▸ **READING TEXT**:
=== Section Start ===
APN-/- (KO) and wild-type (WT) mice were treated with streptozotocin (STZ) to induce hyperglycemia. In the mouse model of STZ-induced hyperglycemia in oxygen-induced retinopathy (STZ/OIR), at P17, blood glucose levels were recorded; retinal vaso-obliteration and neovascularization (NV) were quantified. Electroretinography was examined at P30. Ex vivo choroidal assay was conducted. Retinal notch signaling in normal and neovascular blood vessels was examined with laser-captured microdissection.
In STZ/OIR, the combination of hyperglycemia and APN deficiency exacerbated retinal NV (APN-/--STZ/WT-control=2.4; WT-STZ/WT-control=1.5; APN-/--control/WT-control=1.5). Hyperglycemia attenuated the sensitivity of a-wave, sensitivity and amplitude of b-wave as well as the summed oscillatory potentials amplitude. Hyperglycemia inhibited ex vivo choroidal microvascular sprouting especially with APN deficiency. Reduced expression of notch 1 to 4 was observed in neovessels at P17.
=== Section End ===
▸ **ENTRIES PROVIDED**:
=== Section Start ===
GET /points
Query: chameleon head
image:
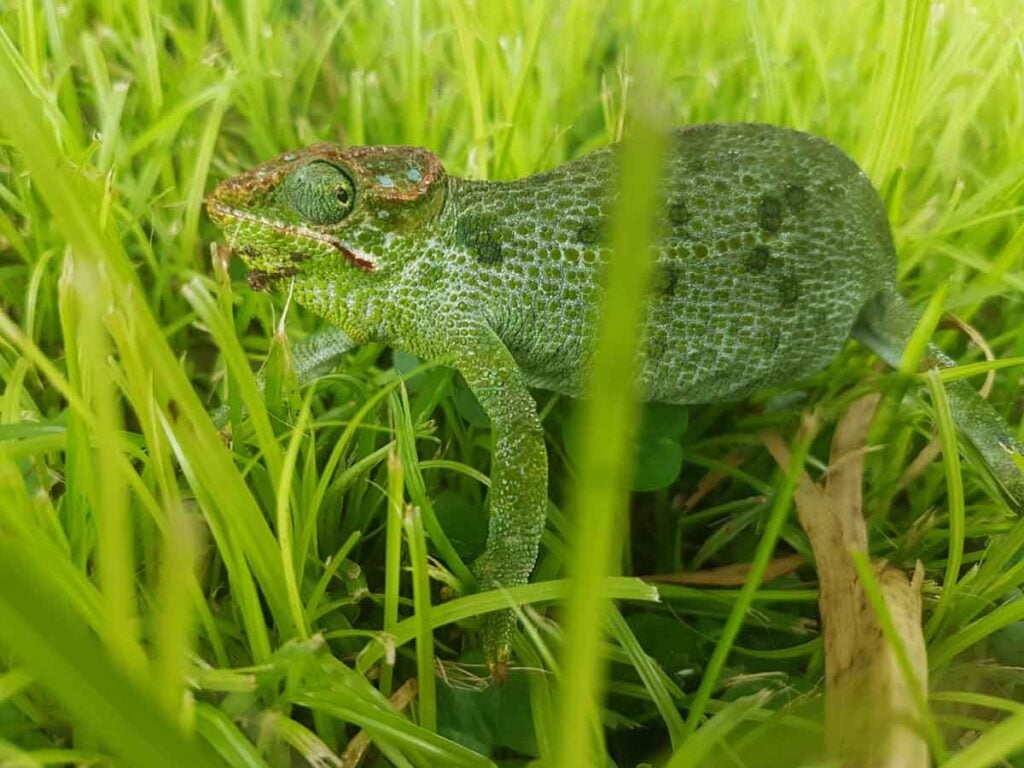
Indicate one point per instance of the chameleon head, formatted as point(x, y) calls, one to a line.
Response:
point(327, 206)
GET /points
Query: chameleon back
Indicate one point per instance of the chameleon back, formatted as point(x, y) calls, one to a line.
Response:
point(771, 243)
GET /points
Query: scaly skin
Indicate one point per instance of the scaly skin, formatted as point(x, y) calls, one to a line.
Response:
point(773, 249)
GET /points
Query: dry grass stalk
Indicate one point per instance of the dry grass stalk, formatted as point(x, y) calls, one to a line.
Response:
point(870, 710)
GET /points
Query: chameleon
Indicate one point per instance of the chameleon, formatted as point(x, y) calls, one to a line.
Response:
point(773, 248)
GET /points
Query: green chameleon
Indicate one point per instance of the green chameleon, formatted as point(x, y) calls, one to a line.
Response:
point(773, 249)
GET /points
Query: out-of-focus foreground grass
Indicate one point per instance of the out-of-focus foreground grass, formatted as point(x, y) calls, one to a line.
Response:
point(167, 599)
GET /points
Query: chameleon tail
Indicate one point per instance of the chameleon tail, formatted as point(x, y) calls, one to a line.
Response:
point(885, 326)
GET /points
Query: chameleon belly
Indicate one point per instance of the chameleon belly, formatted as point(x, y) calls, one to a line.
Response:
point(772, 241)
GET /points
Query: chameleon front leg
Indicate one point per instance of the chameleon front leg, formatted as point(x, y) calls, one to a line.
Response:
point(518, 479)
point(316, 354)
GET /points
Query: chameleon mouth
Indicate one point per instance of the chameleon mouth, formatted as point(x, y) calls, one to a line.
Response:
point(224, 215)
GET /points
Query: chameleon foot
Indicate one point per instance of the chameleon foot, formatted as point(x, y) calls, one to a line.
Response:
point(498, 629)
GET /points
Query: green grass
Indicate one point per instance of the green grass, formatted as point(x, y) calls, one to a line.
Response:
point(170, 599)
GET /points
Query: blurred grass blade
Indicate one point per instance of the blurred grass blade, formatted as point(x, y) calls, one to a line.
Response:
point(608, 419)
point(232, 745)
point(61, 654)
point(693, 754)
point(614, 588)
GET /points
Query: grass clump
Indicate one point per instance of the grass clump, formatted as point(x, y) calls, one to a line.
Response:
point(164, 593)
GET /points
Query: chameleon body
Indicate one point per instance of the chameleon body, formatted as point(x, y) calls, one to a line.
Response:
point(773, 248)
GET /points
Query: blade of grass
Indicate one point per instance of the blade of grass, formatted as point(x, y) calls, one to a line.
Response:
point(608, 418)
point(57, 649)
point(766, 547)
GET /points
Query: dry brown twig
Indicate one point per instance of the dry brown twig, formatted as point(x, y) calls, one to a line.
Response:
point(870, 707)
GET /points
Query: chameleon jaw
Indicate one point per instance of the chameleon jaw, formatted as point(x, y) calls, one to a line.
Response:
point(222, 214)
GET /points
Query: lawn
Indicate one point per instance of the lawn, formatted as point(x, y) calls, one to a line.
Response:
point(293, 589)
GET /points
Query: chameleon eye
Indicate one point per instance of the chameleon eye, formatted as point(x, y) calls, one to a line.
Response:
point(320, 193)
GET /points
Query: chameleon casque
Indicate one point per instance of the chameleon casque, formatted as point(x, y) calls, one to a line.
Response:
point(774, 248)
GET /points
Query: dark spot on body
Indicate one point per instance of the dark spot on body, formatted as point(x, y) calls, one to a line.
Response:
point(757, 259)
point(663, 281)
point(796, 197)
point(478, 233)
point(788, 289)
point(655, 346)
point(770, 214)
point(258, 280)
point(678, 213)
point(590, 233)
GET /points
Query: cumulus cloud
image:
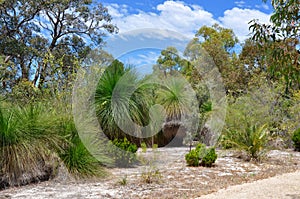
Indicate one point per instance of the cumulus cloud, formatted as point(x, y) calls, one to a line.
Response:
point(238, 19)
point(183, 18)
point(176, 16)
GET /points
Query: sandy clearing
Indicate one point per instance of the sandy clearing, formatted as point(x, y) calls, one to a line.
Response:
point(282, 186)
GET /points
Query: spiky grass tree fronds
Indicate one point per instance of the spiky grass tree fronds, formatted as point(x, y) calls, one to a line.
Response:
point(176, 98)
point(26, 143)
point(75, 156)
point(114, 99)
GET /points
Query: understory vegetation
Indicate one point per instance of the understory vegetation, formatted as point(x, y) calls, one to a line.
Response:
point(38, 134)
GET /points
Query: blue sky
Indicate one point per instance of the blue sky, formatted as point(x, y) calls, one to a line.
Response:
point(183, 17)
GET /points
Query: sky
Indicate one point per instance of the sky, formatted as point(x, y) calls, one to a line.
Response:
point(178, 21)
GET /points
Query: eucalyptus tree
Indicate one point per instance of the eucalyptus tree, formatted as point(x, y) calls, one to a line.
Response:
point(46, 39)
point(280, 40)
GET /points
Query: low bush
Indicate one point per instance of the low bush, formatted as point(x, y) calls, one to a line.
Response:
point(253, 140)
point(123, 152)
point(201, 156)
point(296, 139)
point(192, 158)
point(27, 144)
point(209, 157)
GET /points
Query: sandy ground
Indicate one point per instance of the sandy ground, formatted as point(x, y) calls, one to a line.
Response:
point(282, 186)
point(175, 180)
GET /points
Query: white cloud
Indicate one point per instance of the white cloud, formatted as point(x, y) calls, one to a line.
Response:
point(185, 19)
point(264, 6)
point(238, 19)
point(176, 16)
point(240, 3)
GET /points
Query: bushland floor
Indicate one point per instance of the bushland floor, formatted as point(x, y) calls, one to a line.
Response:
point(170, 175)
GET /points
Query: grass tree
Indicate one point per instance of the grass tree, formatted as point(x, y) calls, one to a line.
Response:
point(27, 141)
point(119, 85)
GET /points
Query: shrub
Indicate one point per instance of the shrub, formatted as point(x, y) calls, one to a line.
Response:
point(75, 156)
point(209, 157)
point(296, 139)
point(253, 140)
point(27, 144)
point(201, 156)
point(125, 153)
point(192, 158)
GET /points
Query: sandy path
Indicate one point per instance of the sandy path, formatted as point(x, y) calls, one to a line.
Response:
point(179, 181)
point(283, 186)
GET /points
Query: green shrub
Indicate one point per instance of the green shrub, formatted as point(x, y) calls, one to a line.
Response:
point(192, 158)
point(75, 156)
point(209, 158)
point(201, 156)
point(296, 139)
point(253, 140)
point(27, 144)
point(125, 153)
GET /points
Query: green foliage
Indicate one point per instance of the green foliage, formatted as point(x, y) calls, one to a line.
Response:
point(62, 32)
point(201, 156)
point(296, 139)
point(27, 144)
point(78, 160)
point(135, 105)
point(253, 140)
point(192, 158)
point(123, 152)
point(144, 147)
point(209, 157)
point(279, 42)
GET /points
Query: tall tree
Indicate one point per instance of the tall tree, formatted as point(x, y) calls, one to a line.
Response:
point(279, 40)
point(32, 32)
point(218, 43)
=== Section End ===
▸ **EXPLORE THE MATERIAL**:
a) In the retinopathy text, why were the APN-/- and wild-type mice given streptozotocin?
b) Can you carry the retinopathy text forward, starting after its last sentence about reduced notch 1 to 4 expression in neovessels at P17?

▸ **TASK-BY-TASK OUTPUTS**:
a) They were given streptozotocin to induce hyperglycemia.

b)
Hyperglycemia worsens retinopathy in neonatal mice and APN deficiency exacerbates hyperglycemic retinopathy, suggesting that APN might be a potential therapeutic target for the treatment of hyperglycemia-associated retinal abnormalities.
This is an abstract that was submitted for the 2016 ARVO Annual Meeting, held in Seattle, Wash., May 1-5, 2016.